• Job 1
Answer these from the passage on empathy:
(a) What does it say a culture that over-emphasises empathy lacks?
(b) Besides the innocence of the dove, what does it say we need?
(c) In life, what does it say we need as well as silk?
• Job 2
Please decide whether each statement agrees with the passage on empathy, and back each yes or no with the deciding words from it:
(a) Empathy is called an emotion.
(b) Too much silk on its own causes no harm.
(c) A virtue that is exaggerated becomes a vice.
• Job 3
Set down, word for word, the stretch of the passage on empathy from "It's pleasant to feel empathy" through "his own ends.".

• Passage given
▬▬▬

But let's forget about that and assume all empathisers feel real empathy. Unless this emotion, for that is what it is, is counterbalanced by proper discernment it simply opens the door to being taken advantage of and used. A culture that over-emphasises empathy will soon be destroyed because it lacks a functioning immune system. It will allow anything to enter its body without discriminating between the good and the bad, the healthy and the unhealthy, the nutritious and the poisonous. To the pathologically empathetic this will sound wicked and cruel but they forget we need the wisdom of the serpent as well as the innocence of the dove, and sometimes a dove's innocence is an excuse for evading moral responsibility.

It's pleasant to feel empathy but to a certain psychological type it is also an indulgence, a wallowing in sentiment. In life we need steel as well as silk and too much of either leads to imbalance and disharmony. A virtue exaggerated or exercised without its complement is a vice and one the devil well knows how to exploit for his own ends.

▬▬▬

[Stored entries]
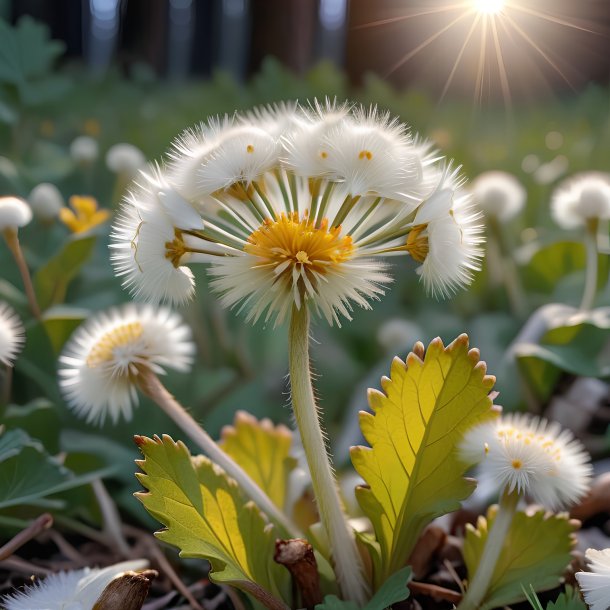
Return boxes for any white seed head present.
[0,302,25,366]
[460,414,592,511]
[0,197,32,231]
[59,303,195,424]
[551,172,610,229]
[575,549,610,610]
[106,142,146,178]
[70,136,99,165]
[472,171,527,221]
[2,559,148,610]
[28,182,65,221]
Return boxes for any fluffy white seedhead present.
[575,549,610,610]
[70,136,100,165]
[0,302,25,366]
[551,172,610,229]
[472,171,527,221]
[28,182,65,221]
[2,559,148,610]
[460,414,592,511]
[0,197,32,231]
[59,303,195,424]
[106,142,146,178]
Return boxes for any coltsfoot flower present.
[0,303,25,366]
[2,559,148,610]
[551,172,610,229]
[111,103,482,324]
[460,414,592,510]
[0,197,32,232]
[472,171,527,221]
[575,549,610,610]
[59,304,195,424]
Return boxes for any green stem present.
[288,304,369,606]
[580,218,598,311]
[457,491,519,610]
[138,367,302,538]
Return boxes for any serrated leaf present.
[464,506,579,610]
[351,335,494,586]
[34,235,96,310]
[220,411,297,510]
[136,435,290,608]
[316,567,411,610]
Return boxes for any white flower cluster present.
[59,303,195,424]
[2,559,148,610]
[460,414,592,511]
[111,102,483,324]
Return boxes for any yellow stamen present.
[405,225,430,263]
[86,322,143,369]
[244,212,354,285]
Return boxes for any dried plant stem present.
[458,491,519,610]
[139,367,300,538]
[4,229,40,320]
[288,305,369,606]
[580,218,598,311]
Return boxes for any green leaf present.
[316,567,411,610]
[136,435,291,607]
[464,506,579,610]
[0,430,113,509]
[220,411,297,509]
[546,586,587,610]
[34,235,96,310]
[351,335,495,586]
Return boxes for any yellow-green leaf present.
[136,435,290,610]
[352,335,495,586]
[464,506,580,610]
[220,411,297,510]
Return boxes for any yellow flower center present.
[244,212,354,283]
[405,225,430,263]
[86,322,144,369]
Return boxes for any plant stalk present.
[580,218,599,311]
[288,304,369,606]
[458,491,520,610]
[4,228,40,320]
[138,367,302,538]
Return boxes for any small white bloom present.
[59,303,195,424]
[2,559,148,610]
[575,549,610,610]
[106,142,146,178]
[0,303,25,366]
[70,136,99,165]
[551,172,610,229]
[460,414,592,511]
[472,171,527,221]
[0,197,32,231]
[28,182,65,221]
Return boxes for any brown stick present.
[273,538,322,608]
[0,513,53,561]
[4,229,40,320]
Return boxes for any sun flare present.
[472,0,506,15]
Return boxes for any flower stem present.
[138,367,302,538]
[458,491,519,610]
[580,218,598,311]
[4,228,40,320]
[288,305,368,606]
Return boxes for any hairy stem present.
[288,305,368,606]
[580,218,598,311]
[138,367,300,538]
[458,491,519,610]
[4,229,40,320]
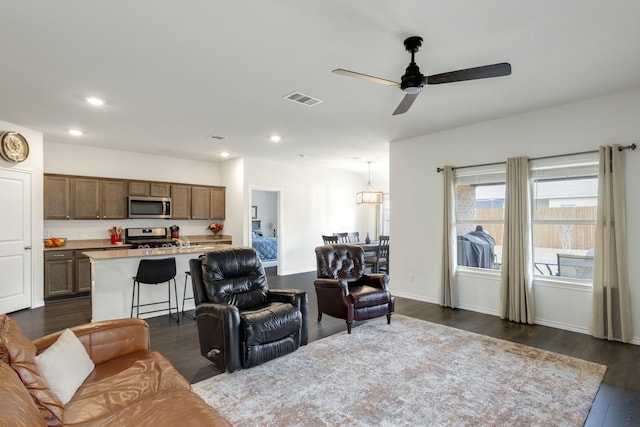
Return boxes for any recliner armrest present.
[195,302,240,322]
[357,274,389,291]
[33,318,149,364]
[313,278,349,297]
[267,289,309,345]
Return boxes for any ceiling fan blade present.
[392,92,420,116]
[332,68,400,87]
[427,62,511,85]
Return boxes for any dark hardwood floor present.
[10,268,640,426]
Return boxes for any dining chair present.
[347,231,360,243]
[364,236,389,274]
[333,233,349,243]
[322,234,338,245]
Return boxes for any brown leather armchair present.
[313,244,395,333]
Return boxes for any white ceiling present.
[0,0,640,184]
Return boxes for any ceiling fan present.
[333,36,511,116]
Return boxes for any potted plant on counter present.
[207,222,224,239]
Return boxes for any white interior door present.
[0,169,32,313]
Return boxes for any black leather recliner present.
[313,244,395,334]
[189,248,309,372]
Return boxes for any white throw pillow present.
[36,329,95,405]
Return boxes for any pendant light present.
[356,162,382,205]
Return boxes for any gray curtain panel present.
[500,157,533,324]
[589,145,633,342]
[440,166,458,308]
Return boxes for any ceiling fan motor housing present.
[400,36,425,94]
[400,62,425,93]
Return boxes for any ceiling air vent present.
[284,92,322,107]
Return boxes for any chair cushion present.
[202,248,269,310]
[240,302,302,346]
[0,361,45,427]
[315,245,365,281]
[64,350,190,425]
[0,314,64,425]
[349,285,391,308]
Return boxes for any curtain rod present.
[436,143,636,173]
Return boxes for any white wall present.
[244,158,366,275]
[390,89,640,343]
[0,121,44,307]
[40,142,375,275]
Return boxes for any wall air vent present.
[284,92,322,107]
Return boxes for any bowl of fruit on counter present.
[44,237,67,248]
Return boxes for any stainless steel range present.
[124,227,176,249]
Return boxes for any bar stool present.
[131,258,180,323]
[182,271,196,320]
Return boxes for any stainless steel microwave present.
[127,196,171,219]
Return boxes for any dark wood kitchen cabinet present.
[191,186,211,219]
[44,175,71,219]
[44,174,226,220]
[100,179,127,219]
[71,177,100,219]
[171,185,191,219]
[71,177,127,219]
[210,187,226,219]
[44,248,107,299]
[129,181,171,197]
[44,250,74,299]
[184,185,225,219]
[73,251,91,293]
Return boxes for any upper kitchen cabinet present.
[44,175,71,219]
[100,179,127,219]
[171,185,191,219]
[71,177,100,219]
[71,177,127,219]
[44,174,226,220]
[129,181,171,197]
[191,186,211,219]
[211,187,226,219]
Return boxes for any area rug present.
[193,315,606,426]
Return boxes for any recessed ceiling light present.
[84,96,104,107]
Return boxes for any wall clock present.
[0,132,29,163]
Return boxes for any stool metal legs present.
[182,271,196,320]
[131,278,179,323]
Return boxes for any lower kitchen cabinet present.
[44,249,104,299]
[44,250,74,299]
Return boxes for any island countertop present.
[44,234,232,251]
[89,244,238,322]
[82,243,232,261]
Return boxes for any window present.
[455,166,505,269]
[531,156,598,281]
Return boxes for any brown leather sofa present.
[0,315,230,427]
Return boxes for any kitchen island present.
[83,244,232,322]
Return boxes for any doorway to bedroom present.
[251,190,280,268]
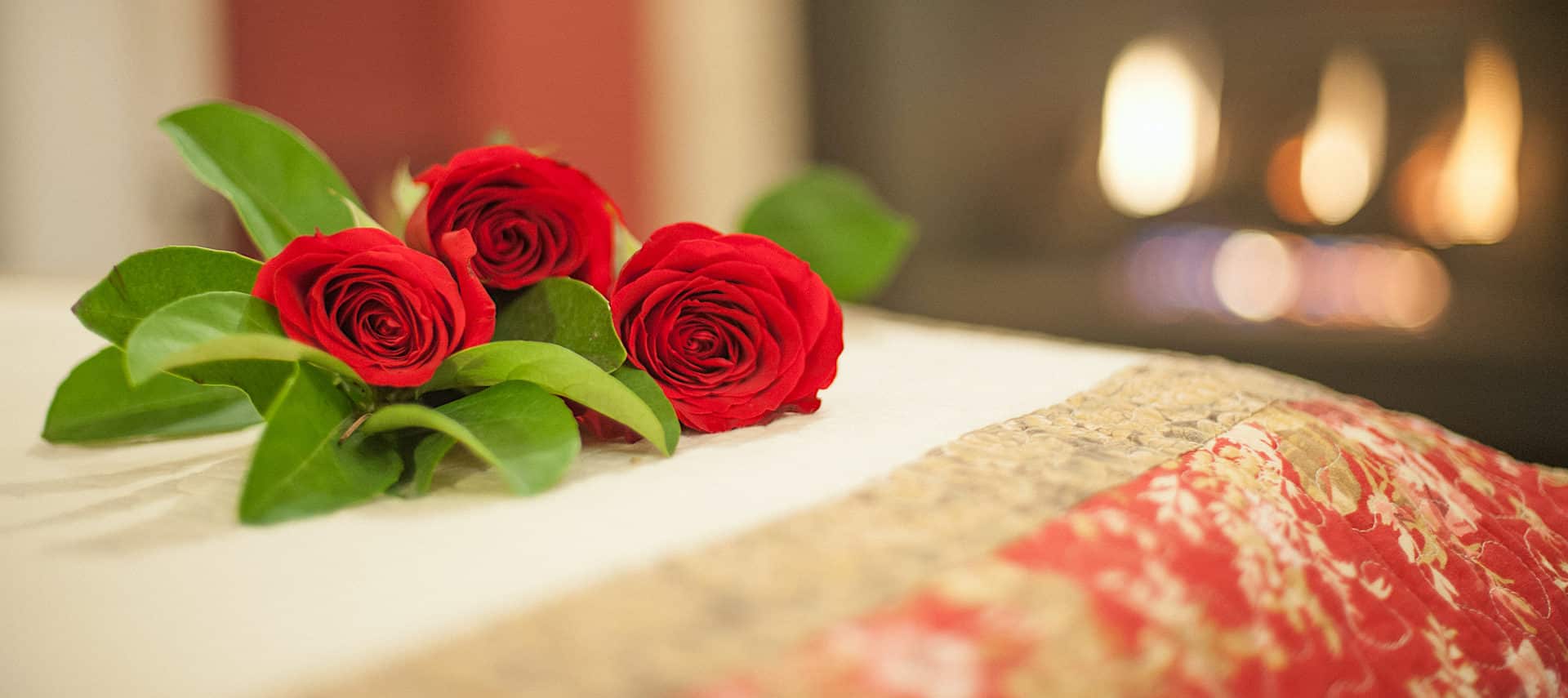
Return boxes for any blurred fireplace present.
[806,0,1568,466]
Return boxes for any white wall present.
[643,0,809,230]
[0,0,227,276]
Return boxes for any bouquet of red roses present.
[44,104,910,524]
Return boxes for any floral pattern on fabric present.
[696,398,1568,698]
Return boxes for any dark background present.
[808,0,1568,466]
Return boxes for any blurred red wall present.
[229,0,646,230]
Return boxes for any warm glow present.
[1394,130,1450,247]
[1379,249,1450,329]
[1437,42,1522,245]
[1264,135,1316,226]
[1214,230,1298,322]
[1099,36,1220,216]
[1126,225,1452,331]
[1302,49,1388,225]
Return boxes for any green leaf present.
[70,247,262,347]
[359,381,581,494]
[44,347,262,444]
[126,291,363,385]
[740,168,912,301]
[158,102,363,257]
[610,364,680,450]
[339,196,387,230]
[240,364,403,524]
[496,276,626,370]
[399,433,458,497]
[392,158,430,221]
[421,340,676,455]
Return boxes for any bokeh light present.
[1099,34,1220,216]
[1214,230,1298,322]
[1125,225,1452,331]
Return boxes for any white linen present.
[0,278,1143,696]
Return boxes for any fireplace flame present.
[1099,34,1220,216]
[1437,42,1522,245]
[1302,49,1388,226]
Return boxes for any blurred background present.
[0,0,1568,465]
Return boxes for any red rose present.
[610,223,844,431]
[404,146,621,293]
[251,228,496,388]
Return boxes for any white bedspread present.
[0,278,1143,696]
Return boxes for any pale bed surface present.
[0,278,1145,696]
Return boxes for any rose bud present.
[404,146,621,293]
[251,228,496,388]
[610,223,844,431]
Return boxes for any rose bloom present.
[251,228,496,388]
[610,223,844,431]
[404,146,621,293]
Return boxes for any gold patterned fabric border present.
[314,356,1333,696]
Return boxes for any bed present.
[0,278,1568,698]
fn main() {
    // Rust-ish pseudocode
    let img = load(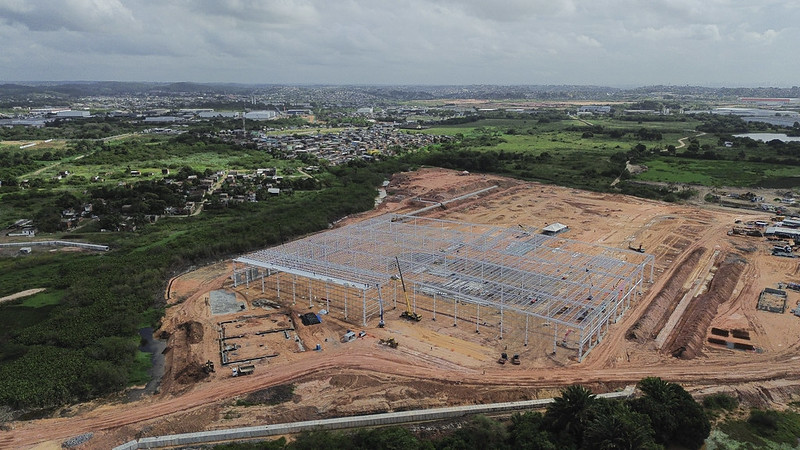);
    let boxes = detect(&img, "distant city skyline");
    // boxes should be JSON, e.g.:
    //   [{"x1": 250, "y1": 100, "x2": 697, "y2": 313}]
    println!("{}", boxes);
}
[{"x1": 0, "y1": 0, "x2": 800, "y2": 87}]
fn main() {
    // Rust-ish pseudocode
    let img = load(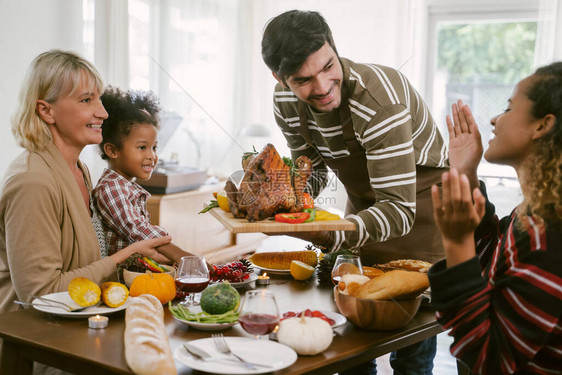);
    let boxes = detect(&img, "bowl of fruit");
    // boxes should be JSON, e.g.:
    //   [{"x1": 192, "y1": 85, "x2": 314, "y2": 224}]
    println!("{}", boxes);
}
[
  {"x1": 209, "y1": 259, "x2": 258, "y2": 288},
  {"x1": 119, "y1": 253, "x2": 176, "y2": 288}
]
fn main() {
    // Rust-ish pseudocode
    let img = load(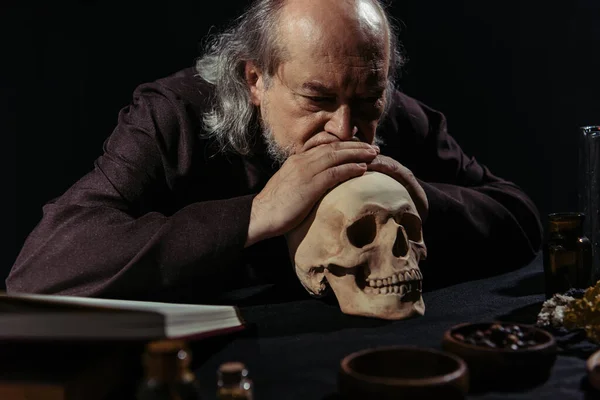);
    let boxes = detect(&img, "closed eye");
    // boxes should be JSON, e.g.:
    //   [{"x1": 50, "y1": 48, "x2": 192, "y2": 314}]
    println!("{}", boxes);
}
[{"x1": 305, "y1": 96, "x2": 335, "y2": 103}]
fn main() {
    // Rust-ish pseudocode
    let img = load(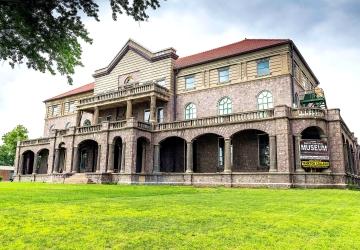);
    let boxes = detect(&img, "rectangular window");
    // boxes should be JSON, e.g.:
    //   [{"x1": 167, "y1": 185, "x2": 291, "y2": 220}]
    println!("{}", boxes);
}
[
  {"x1": 65, "y1": 101, "x2": 75, "y2": 113},
  {"x1": 156, "y1": 79, "x2": 166, "y2": 87},
  {"x1": 144, "y1": 109, "x2": 150, "y2": 122},
  {"x1": 51, "y1": 105, "x2": 60, "y2": 116},
  {"x1": 218, "y1": 68, "x2": 230, "y2": 83},
  {"x1": 157, "y1": 108, "x2": 164, "y2": 123},
  {"x1": 257, "y1": 58, "x2": 270, "y2": 76},
  {"x1": 185, "y1": 76, "x2": 195, "y2": 89}
]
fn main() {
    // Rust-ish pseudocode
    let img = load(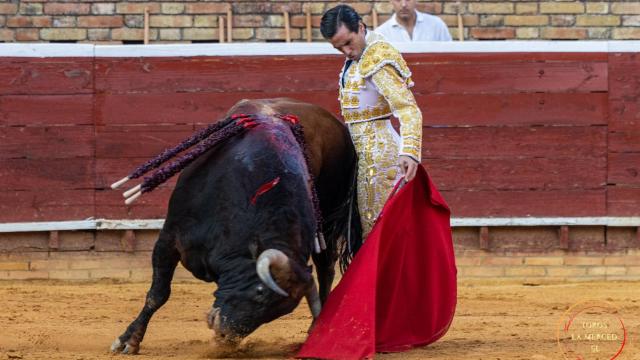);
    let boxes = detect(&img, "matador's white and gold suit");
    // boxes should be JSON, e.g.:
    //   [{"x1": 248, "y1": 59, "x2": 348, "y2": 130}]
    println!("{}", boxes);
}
[{"x1": 339, "y1": 31, "x2": 422, "y2": 238}]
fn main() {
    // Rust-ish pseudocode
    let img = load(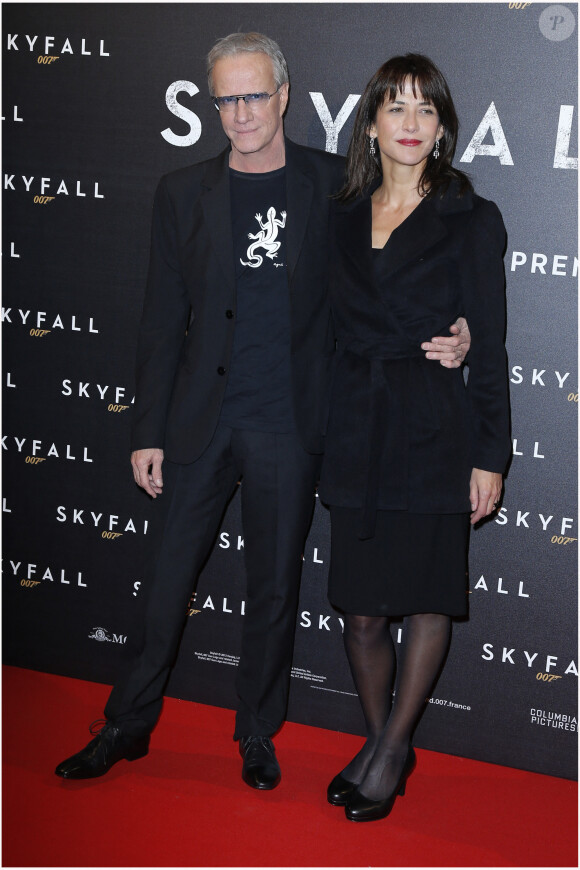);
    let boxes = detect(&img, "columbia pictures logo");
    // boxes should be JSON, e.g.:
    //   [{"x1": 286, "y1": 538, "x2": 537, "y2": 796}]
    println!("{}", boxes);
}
[{"x1": 538, "y1": 5, "x2": 576, "y2": 42}]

▬▬▬

• Output 1
(a) A functioning immune system.
(b) The wisdom of the serpent.
(c) Steel.

• Output 2
(a) Yes: "this emotion, for that is what it is"
(b) No: "too much of either leads to imbalance and disharmony"
(c) Yes: "A virtue exaggerated or exercised without its complement is a vice"

• Output 3
It's pleasant to feel empathy but to a certain psychological type it is also an indulgence, a wallowing in sentiment. In life we need steel as well as silk and too much of either leads to imbalance and disharmony. A virtue exaggerated or exercised without its complement is a vice and one the devil well knows how to exploit for his own ends.